■ **Activity**:
In the orthopedics quiz excerpt below, why is bracing the right next step for the 14-year-old girl with a 32° Cobb angle, rather than observation or surgery? Answer in one to three sentences.

** Document excerpt follows **

Remember CAVE: Cavus, Adduction, Varus, Equinus. The Ponseti method corrects components sequentially (C→A→V then tenotomy for E) and is far superior to extensive surgery.

Click to reveal answer

Q6 OR12.1 1 pt

A 14-year-old girl presents with progressive cosmetic deformity of the back. On Adam's forward bend test, a right thoracic rib hump is visible. X-ray shows a Cobb angle of 32° with the thoracic curve convex to the right. What is the most appropriate next step in management?

A Observation with follow-up X-ray in 6 months
B Spinal brace (Milwaukee/Boston) worn 18–23 hours per day
C Posterior spinal fusion and instrumentation
D Physiotherapy and core strengthening exercises alone

Correct. AIS with Cobb 25–45° in a skeletally immature patient is managed with bracing (Milwaukee or Boston brace, 18–23 h/day). Bracing arrests progression in ~80% of compliant patients. Surgery is indicated if the curve progresses to > 45–50°.

Adolescent idiopathic scoliosis (AIS): Cobb angle < 20° = observation; 20–45° (skeletally immature) = bracing (Milwaukee/Boston brace worn 18–23 h/day); > 45–50° = surgical correction (posterior spinal fusion). A 32° curve in a growing girl warrants bracing.

Cobb angle thresholds: < 20° = observe; 20–45° in growing adolescent = brace; > 45–50° = surgical fusion. A 32° curve in a growing girl requires bracing, not mere observation or immediate surgery.

Click to reveal answer

Q7 OR12.1 1 pt

A 2-year-old boy is brought with progressive difficulty in walking. He was born with a neural tube defect and had surgical repair at birth. Neurological examination reveals flaccid paraparesis with sensory loss below L3. X-ray of the spine shows posterior spinal arch defects at L3–S1. Which condition best explains these findings?

** End of Document excerpt **
** Data provided follows **

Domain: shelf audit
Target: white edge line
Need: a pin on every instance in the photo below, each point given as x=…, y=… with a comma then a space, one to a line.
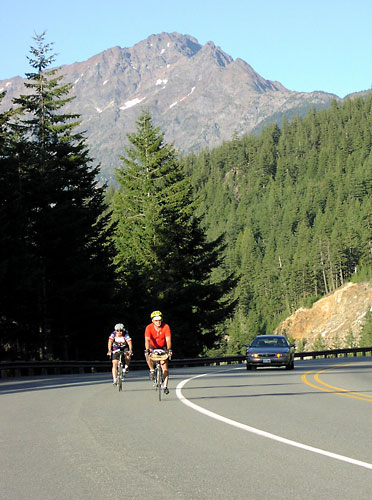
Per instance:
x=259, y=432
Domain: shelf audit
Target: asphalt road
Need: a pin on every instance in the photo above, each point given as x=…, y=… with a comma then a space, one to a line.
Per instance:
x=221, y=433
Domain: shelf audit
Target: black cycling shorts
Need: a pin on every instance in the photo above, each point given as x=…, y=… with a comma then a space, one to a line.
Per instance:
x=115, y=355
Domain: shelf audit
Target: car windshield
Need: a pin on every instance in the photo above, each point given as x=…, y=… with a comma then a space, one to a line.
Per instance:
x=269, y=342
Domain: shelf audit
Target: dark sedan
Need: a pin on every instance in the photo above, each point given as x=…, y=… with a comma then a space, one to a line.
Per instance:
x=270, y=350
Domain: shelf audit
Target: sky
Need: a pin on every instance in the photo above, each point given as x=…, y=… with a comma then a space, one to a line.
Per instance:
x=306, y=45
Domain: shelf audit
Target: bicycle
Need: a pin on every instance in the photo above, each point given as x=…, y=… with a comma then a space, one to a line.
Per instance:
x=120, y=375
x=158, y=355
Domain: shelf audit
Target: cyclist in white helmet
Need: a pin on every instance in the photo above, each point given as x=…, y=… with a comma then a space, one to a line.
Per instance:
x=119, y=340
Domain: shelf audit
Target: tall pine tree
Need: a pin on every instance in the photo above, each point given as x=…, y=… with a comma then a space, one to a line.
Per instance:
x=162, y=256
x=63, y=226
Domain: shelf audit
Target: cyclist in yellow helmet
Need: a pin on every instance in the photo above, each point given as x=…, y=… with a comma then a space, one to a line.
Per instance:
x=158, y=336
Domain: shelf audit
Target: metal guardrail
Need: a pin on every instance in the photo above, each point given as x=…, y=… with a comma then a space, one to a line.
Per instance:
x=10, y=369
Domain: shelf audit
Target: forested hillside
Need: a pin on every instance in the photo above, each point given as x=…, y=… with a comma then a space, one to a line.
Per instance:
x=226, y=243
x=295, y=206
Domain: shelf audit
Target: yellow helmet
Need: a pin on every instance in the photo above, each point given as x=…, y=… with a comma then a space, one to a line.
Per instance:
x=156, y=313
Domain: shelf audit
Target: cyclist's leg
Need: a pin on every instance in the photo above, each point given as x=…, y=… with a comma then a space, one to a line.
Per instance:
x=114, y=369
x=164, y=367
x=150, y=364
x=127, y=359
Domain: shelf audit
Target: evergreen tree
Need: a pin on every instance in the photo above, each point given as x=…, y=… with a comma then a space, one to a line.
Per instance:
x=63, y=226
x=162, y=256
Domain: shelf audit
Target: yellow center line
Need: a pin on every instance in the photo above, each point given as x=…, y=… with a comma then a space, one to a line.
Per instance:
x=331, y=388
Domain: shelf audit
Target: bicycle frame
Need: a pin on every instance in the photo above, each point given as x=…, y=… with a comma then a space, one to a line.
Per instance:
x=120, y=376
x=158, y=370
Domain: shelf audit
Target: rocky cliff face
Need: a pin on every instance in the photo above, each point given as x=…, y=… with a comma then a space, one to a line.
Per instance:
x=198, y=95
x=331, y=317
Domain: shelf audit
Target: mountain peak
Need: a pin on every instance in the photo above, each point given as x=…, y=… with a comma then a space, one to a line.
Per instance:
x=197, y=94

** End of Data provided **
** Data provided follows **

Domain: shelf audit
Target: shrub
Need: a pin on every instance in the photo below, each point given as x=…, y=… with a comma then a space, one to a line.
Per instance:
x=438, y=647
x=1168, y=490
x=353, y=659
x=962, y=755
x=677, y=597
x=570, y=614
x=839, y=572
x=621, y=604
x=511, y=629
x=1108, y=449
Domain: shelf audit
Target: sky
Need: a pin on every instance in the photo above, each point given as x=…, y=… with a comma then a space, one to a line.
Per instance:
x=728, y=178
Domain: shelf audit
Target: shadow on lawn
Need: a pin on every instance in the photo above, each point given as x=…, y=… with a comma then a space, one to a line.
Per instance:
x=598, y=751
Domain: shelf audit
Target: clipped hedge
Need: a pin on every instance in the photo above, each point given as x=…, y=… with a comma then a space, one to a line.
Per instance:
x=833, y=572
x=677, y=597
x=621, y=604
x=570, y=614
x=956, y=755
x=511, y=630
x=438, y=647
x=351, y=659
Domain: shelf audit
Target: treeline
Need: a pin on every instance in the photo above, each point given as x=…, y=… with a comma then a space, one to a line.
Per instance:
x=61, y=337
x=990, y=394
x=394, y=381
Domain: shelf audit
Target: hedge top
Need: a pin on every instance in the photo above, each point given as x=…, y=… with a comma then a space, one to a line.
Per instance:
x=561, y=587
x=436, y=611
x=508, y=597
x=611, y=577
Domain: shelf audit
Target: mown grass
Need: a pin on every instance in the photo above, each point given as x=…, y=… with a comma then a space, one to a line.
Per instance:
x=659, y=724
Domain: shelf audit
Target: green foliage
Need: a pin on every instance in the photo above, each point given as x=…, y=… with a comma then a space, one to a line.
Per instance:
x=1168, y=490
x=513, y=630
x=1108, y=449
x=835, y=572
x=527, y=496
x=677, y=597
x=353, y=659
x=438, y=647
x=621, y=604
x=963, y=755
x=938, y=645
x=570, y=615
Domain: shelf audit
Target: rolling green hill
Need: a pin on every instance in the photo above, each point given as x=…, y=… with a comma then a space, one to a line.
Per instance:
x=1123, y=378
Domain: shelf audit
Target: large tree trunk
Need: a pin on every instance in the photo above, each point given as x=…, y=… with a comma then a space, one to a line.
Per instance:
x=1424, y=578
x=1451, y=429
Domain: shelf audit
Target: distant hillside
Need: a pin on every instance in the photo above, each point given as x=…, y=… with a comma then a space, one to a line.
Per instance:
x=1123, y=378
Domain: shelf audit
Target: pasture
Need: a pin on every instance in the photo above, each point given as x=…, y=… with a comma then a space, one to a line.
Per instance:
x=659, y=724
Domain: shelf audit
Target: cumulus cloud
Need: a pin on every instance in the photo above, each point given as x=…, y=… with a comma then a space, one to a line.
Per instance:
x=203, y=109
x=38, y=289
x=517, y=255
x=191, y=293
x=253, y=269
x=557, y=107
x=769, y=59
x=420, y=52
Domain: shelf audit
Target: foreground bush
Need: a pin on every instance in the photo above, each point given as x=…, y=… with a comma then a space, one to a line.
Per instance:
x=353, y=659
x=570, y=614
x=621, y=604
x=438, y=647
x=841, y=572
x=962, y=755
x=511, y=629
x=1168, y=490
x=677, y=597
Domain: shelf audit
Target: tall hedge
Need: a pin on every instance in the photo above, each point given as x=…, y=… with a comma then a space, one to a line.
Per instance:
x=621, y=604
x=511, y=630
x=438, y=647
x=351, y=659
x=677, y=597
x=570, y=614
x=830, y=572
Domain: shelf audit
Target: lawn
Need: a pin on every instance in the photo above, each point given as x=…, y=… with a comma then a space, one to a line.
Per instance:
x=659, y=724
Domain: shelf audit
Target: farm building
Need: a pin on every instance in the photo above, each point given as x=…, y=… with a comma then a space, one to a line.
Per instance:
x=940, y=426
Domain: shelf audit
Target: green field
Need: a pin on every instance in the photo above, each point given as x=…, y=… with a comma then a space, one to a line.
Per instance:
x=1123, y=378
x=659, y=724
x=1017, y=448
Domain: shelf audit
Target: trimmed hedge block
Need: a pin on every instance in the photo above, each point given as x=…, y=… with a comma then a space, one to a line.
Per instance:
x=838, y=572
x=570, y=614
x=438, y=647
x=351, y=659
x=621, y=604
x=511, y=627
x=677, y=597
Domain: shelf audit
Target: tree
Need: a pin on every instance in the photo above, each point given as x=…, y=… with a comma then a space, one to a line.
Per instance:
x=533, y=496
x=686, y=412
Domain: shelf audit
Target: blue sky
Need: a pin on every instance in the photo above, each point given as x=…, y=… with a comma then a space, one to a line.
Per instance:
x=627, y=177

** End of Data provided **
** Data provided follows **

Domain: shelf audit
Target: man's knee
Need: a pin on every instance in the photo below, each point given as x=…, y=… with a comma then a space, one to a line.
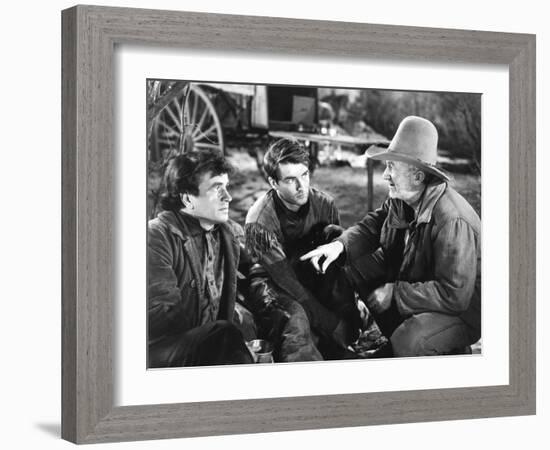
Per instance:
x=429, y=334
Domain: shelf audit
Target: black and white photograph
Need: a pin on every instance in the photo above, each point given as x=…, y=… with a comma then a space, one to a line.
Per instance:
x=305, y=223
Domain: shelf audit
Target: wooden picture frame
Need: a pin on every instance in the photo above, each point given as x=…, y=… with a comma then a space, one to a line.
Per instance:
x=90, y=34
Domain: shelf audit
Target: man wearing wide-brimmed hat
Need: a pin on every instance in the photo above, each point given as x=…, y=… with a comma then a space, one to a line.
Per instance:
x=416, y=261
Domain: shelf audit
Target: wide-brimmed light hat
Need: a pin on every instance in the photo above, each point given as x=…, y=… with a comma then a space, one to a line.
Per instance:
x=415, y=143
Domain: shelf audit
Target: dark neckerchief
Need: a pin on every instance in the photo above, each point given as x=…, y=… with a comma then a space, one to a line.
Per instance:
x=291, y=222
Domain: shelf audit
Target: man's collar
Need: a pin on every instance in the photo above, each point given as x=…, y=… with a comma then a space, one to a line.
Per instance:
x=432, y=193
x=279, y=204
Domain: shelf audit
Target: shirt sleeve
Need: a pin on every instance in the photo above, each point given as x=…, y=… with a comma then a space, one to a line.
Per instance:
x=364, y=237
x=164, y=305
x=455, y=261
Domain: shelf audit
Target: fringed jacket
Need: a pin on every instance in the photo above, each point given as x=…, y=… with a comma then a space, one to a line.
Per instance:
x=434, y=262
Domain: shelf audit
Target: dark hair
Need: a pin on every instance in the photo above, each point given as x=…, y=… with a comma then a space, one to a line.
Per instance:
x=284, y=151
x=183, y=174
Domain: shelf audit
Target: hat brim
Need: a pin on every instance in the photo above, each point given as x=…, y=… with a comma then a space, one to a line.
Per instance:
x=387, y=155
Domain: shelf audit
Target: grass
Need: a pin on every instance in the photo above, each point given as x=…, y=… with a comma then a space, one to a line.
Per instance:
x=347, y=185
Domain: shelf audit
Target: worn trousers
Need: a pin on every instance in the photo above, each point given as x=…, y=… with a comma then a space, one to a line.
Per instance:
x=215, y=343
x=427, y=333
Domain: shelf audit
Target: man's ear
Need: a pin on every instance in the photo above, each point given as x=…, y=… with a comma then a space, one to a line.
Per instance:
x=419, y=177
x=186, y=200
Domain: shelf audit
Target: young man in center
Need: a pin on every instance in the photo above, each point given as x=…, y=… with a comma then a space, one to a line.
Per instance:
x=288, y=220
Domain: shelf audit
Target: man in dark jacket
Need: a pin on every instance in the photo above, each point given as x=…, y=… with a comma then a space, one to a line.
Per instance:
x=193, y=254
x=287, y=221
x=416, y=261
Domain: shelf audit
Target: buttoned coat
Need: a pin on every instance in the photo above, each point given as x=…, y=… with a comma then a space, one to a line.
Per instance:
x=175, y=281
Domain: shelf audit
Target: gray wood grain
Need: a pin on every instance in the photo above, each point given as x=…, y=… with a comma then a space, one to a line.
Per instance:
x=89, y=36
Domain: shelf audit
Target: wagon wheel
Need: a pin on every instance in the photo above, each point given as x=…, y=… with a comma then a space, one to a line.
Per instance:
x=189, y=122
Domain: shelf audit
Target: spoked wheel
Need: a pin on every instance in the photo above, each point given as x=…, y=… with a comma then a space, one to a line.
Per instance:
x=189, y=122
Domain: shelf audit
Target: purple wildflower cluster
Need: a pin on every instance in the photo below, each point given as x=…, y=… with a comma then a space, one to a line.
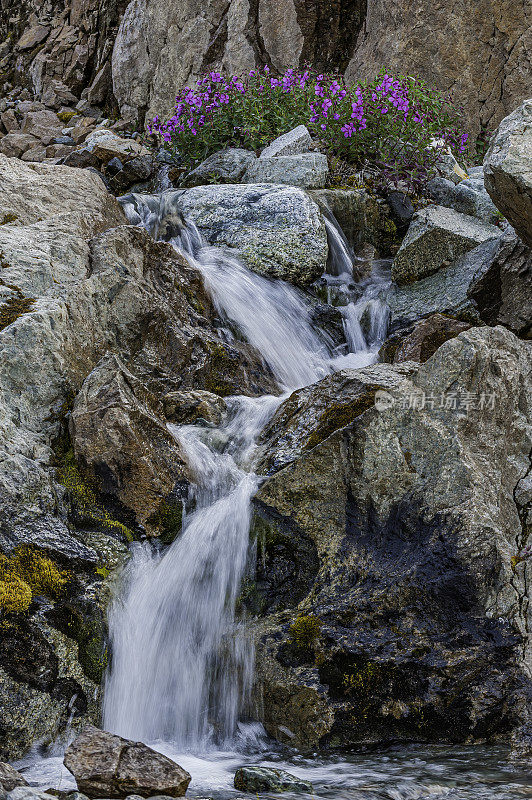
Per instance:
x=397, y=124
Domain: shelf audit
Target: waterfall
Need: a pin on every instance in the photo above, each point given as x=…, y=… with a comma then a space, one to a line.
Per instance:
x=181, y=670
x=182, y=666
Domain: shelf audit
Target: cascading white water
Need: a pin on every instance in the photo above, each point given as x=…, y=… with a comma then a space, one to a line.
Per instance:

** End of Data provided **

■ **Task result**:
Her 32° curve falls in the 20–45° range for a skeletally immature patient, which calls for a Milwaukee or Boston brace worn 18–23 hours a day. Observation is for curves under 20°, and surgical fusion is for curves over 45–50°. Bracing arrests progression in about 80% of compliant patients.